> WORK REQUIRED:
Will you render the data from its very start through the line containing "x=685, y=430", that line included, as a JSON list of strings with one string per line and blank lines left out, leaving off everything after it?

##### INPUT MATERIAL

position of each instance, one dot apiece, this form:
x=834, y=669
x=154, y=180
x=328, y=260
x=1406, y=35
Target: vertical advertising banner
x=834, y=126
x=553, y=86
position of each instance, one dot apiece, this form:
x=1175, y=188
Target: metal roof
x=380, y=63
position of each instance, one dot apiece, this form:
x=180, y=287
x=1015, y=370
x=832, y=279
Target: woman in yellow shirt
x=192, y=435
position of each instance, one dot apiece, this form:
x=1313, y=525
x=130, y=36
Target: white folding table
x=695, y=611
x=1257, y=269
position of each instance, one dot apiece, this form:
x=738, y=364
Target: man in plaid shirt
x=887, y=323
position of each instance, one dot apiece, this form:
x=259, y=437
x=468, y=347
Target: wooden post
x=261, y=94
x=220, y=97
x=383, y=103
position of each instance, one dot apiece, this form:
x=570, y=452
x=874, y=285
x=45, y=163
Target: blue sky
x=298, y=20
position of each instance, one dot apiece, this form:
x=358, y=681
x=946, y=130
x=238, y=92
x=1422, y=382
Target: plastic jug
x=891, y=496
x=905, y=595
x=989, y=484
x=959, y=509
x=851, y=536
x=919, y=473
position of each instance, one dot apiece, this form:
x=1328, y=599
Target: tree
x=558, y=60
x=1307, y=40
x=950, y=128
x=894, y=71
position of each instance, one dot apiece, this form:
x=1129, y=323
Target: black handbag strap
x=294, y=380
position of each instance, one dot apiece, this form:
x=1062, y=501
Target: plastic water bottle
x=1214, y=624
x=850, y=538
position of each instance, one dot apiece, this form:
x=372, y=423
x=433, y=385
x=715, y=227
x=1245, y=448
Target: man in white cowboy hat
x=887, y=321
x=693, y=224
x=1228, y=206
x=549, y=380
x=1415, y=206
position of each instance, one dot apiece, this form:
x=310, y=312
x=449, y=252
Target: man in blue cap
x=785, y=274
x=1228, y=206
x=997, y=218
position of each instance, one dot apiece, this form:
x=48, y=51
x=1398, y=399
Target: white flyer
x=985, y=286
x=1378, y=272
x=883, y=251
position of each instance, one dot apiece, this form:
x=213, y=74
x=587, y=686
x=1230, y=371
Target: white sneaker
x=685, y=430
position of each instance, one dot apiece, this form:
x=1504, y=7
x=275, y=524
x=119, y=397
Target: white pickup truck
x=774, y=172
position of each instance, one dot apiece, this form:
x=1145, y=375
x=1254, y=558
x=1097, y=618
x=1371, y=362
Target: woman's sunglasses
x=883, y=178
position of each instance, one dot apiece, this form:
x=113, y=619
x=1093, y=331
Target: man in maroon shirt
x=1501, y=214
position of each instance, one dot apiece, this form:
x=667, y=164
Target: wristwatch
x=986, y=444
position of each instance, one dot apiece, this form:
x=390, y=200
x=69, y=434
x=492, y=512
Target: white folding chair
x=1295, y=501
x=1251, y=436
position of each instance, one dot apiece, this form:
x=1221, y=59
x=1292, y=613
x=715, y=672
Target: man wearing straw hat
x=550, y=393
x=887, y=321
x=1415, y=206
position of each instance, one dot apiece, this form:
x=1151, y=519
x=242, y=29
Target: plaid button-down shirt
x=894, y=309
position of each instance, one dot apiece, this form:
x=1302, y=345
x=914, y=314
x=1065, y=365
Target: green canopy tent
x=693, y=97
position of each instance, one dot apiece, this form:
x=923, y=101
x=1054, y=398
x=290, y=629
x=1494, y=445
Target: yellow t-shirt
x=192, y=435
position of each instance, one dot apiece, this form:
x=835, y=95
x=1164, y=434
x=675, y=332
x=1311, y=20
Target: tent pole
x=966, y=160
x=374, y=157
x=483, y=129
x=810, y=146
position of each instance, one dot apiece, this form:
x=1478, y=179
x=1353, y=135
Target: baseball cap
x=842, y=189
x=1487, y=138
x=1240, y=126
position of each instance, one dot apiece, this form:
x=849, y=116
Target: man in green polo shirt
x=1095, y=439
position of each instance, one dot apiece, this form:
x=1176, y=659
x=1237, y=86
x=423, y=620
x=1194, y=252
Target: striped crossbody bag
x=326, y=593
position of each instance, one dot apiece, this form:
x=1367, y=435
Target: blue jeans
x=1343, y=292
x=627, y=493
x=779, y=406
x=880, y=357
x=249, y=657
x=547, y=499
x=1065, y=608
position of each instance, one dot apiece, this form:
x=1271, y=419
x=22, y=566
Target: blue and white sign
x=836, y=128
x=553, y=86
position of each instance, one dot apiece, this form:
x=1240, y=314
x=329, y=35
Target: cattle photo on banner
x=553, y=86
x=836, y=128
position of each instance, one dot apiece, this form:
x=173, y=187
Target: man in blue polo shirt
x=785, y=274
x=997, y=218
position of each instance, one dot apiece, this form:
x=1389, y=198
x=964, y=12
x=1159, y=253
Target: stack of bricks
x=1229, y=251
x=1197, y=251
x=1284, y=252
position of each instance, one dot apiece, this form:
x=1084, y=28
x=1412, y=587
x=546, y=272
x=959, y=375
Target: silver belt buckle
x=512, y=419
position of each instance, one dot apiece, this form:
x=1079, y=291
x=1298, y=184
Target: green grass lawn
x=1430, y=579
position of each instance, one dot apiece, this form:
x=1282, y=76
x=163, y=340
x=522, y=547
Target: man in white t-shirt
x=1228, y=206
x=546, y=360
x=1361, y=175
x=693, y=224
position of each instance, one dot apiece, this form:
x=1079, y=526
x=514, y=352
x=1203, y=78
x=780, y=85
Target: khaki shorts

##########

> TASK SOLUTION:
[
  "position of each instance, one dot apiece, this form:",
  "x=834, y=669",
  "x=154, y=180",
  "x=328, y=260",
  "x=1406, y=35",
  "Target: vertical advertising banner",
  "x=834, y=126",
  "x=553, y=86",
  "position of each instance, one dot apiece, this form:",
  "x=1175, y=188",
  "Target: metal roof",
  "x=380, y=63",
  "position of each instance, one dot apiece, this form:",
  "x=180, y=287",
  "x=1015, y=370",
  "x=832, y=279",
  "Target: woman in yellow shirt",
  "x=192, y=435",
  "position of each instance, one dot apiece, this form:",
  "x=1313, y=525",
  "x=130, y=36",
  "Target: white folding table",
  "x=695, y=611",
  "x=1257, y=269",
  "position of each instance, one dot apiece, this form:",
  "x=738, y=364",
  "Target: man in plaid shirt",
  "x=887, y=323",
  "position of each instance, one dot apiece, this form:",
  "x=259, y=437",
  "x=468, y=347",
  "Target: wooden post",
  "x=261, y=94",
  "x=220, y=97",
  "x=383, y=103",
  "position of each instance, one dot apiece, this form:",
  "x=570, y=452",
  "x=874, y=285",
  "x=45, y=163",
  "Target: blue sky",
  "x=298, y=20",
  "position of each instance, one dot apiece, this form:",
  "x=358, y=681",
  "x=946, y=130",
  "x=238, y=92",
  "x=1422, y=382",
  "Target: plastic jug",
  "x=891, y=496",
  "x=905, y=595",
  "x=989, y=484",
  "x=959, y=509",
  "x=851, y=536",
  "x=919, y=473",
  "position of each instance, one dot apiece, this form:",
  "x=1328, y=599",
  "Target: tree",
  "x=558, y=60",
  "x=1307, y=40",
  "x=950, y=128",
  "x=894, y=71",
  "position of each instance, one dot apiece, this form:",
  "x=1129, y=323",
  "Target: black handbag strap",
  "x=294, y=380",
  "position of each instance, one dot apiece, this form:",
  "x=1062, y=501",
  "Target: plastic water bottle",
  "x=1214, y=624",
  "x=850, y=538",
  "position of each instance, one dot apiece, this form:",
  "x=372, y=423",
  "x=433, y=385",
  "x=715, y=227",
  "x=1245, y=448",
  "Target: man in white cowboy hat",
  "x=887, y=321",
  "x=693, y=224",
  "x=1228, y=206",
  "x=549, y=380",
  "x=1415, y=206",
  "position of each instance, one dot apiece, this form:",
  "x=310, y=312",
  "x=449, y=252",
  "Target: man in blue cap",
  "x=785, y=274",
  "x=1228, y=206",
  "x=997, y=218",
  "position of each instance, one dot apiece, this form:",
  "x=48, y=51",
  "x=1398, y=399",
  "Target: white flyer",
  "x=985, y=286",
  "x=1378, y=272",
  "x=883, y=251",
  "position of each instance, one dot apiece, this form:",
  "x=213, y=74",
  "x=587, y=686",
  "x=1230, y=371",
  "Target: white sneaker",
  "x=685, y=430"
]